(Collected data entries)
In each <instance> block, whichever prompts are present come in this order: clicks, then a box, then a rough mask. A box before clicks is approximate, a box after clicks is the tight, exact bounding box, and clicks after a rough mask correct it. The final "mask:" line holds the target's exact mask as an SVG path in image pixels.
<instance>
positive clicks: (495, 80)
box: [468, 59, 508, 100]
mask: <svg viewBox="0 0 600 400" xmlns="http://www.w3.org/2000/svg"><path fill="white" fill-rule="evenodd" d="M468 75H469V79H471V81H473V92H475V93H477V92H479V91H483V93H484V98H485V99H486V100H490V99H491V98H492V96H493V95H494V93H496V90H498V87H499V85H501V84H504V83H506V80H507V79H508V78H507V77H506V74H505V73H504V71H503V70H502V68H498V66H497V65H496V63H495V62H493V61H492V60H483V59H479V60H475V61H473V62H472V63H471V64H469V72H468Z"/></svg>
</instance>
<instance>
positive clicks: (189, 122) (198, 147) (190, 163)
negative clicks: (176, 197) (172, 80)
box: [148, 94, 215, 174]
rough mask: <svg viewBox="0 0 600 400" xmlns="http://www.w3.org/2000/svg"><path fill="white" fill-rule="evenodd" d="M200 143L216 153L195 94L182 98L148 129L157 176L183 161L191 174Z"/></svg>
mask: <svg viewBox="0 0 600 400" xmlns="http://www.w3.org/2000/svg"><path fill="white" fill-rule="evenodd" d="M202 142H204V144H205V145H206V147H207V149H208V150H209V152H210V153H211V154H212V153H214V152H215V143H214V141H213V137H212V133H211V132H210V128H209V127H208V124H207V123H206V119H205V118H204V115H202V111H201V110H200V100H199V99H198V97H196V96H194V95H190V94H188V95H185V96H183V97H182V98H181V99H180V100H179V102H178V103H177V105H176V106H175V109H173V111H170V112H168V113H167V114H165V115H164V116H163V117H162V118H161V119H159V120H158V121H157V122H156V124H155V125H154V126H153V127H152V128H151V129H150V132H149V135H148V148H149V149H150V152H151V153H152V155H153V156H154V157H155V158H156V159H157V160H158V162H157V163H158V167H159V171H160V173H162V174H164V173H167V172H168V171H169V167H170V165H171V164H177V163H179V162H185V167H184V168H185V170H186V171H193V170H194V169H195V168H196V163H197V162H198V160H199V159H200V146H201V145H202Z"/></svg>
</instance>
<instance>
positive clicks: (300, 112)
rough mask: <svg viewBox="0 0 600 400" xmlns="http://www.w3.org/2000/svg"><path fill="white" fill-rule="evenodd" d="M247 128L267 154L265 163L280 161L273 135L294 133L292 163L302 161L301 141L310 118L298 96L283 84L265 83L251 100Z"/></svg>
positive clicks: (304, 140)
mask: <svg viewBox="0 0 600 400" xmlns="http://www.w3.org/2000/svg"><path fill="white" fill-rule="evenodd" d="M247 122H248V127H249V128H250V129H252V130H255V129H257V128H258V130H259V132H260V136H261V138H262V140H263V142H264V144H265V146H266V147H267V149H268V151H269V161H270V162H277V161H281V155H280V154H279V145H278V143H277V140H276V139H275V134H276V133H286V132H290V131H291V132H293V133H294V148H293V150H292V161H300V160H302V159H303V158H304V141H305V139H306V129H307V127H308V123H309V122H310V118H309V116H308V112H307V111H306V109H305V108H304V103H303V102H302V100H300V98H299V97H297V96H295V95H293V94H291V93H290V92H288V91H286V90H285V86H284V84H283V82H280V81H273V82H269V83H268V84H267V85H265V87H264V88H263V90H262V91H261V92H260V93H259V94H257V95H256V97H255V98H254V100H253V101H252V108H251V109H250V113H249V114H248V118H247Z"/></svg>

> [ACTIVITY]:
Return each line above exactly.

> [RESPONSE TO THE EXERCISE]:
In each <instance> block, whichever prompts are present come in this order: clicks, then a box, then a rough mask. A box before clicks is approximate, a box after clicks is the tight, exact bounding box, and clicks after a rough mask correct it. The final "mask:" line holds the target's exact mask as an SVG path in image pixels.
<instance>
positive clicks: (495, 80)
box: [468, 59, 508, 100]
mask: <svg viewBox="0 0 600 400" xmlns="http://www.w3.org/2000/svg"><path fill="white" fill-rule="evenodd" d="M468 75H469V79H471V81H473V92H475V93H477V92H479V91H483V93H484V98H485V99H486V100H490V99H491V98H492V96H493V95H494V93H496V90H498V87H499V85H501V84H504V83H506V80H507V79H508V78H507V77H506V74H505V73H504V71H503V70H502V68H498V66H497V65H496V63H495V62H493V61H492V60H483V59H479V60H475V61H473V62H472V63H471V64H469V72H468Z"/></svg>
</instance>
<instance>
positive clicks: (189, 122) (198, 147) (190, 163)
negative clicks: (176, 197) (172, 80)
box: [148, 94, 215, 174]
rough mask: <svg viewBox="0 0 600 400" xmlns="http://www.w3.org/2000/svg"><path fill="white" fill-rule="evenodd" d="M200 143L216 153L195 94L182 98L148 129L157 176L183 161L191 174Z"/></svg>
mask: <svg viewBox="0 0 600 400" xmlns="http://www.w3.org/2000/svg"><path fill="white" fill-rule="evenodd" d="M202 142H204V144H205V145H206V147H207V149H208V150H209V152H210V153H211V154H212V153H214V152H215V143H214V141H213V137H212V133H211V132H210V128H209V127H208V124H207V123H206V119H205V118H204V115H202V111H201V110H200V100H199V99H198V97H196V96H194V95H190V94H188V95H185V96H183V97H182V98H181V99H180V100H179V102H178V103H177V105H176V106H175V109H173V111H170V112H168V113H167V114H165V115H164V116H163V117H162V118H161V119H159V120H158V121H157V122H156V124H155V125H154V126H153V127H152V128H151V129H150V132H149V135H148V148H149V149H150V152H151V153H152V155H153V156H154V157H155V158H156V159H157V160H158V162H157V163H158V167H159V171H160V173H162V174H164V173H167V172H168V171H169V167H170V165H171V164H177V163H179V162H185V167H184V168H185V170H186V171H193V170H194V169H195V168H196V163H197V162H198V160H199V159H200V146H201V145H202Z"/></svg>
</instance>
<instance>
positive clicks: (300, 112)
rough mask: <svg viewBox="0 0 600 400" xmlns="http://www.w3.org/2000/svg"><path fill="white" fill-rule="evenodd" d="M247 128L267 154L265 163L280 161L273 135L294 133L292 163L302 161L301 141L310 118L298 96L283 84L265 83L251 100Z"/></svg>
positive clicks: (304, 140)
mask: <svg viewBox="0 0 600 400" xmlns="http://www.w3.org/2000/svg"><path fill="white" fill-rule="evenodd" d="M247 122H248V127H249V128H250V129H252V130H255V129H257V128H258V130H259V132H260V136H261V138H262V140H263V142H264V144H265V146H266V147H267V149H268V151H269V161H270V162H277V161H281V155H280V154H279V145H278V143H277V140H276V139H275V134H276V133H286V132H290V131H291V132H293V133H294V148H293V150H292V161H300V160H302V159H303V158H304V141H305V139H306V129H307V127H308V123H309V122H310V118H309V116H308V112H307V111H306V109H305V108H304V103H303V102H302V100H300V98H299V97H297V96H295V95H293V94H291V93H290V92H288V91H286V90H285V86H284V84H283V82H280V81H273V82H269V83H268V84H267V85H265V87H264V88H263V90H262V91H261V92H260V93H259V94H257V95H256V97H255V98H254V100H253V101H252V108H251V109H250V113H249V114H248V118H247Z"/></svg>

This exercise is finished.